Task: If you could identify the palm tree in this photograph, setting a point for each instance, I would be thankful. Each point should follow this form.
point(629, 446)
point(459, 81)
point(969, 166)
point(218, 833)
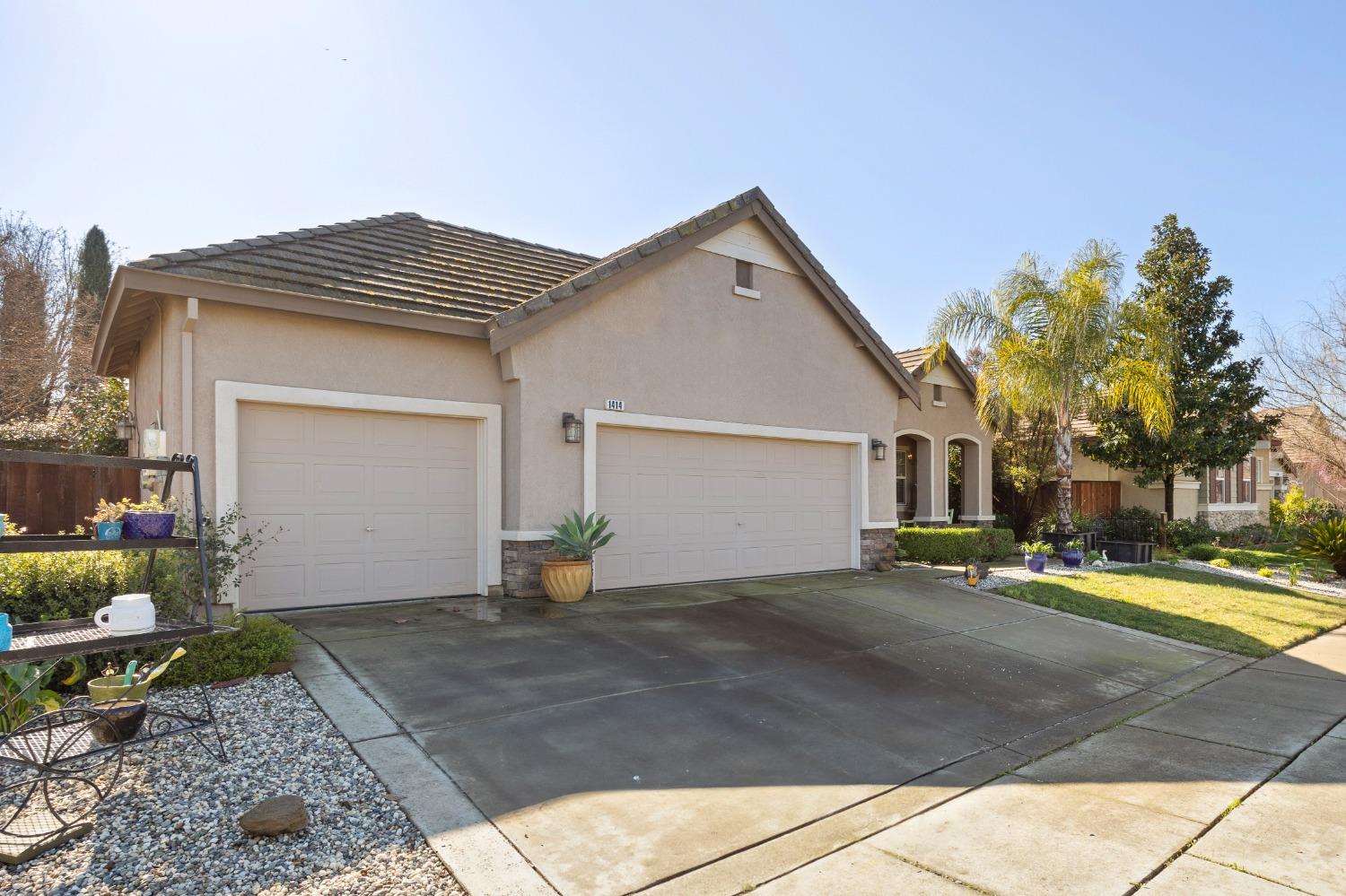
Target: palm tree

**Activity:**
A word-for-word copy of the records above is needed, pictures excluded.

**Reply to the exercise:**
Task: If you could identify the palm tree in this photograph, setting a point for each instance, I would be thankful. Each point should follow this form.
point(629, 446)
point(459, 81)
point(969, 166)
point(218, 833)
Target: palm tree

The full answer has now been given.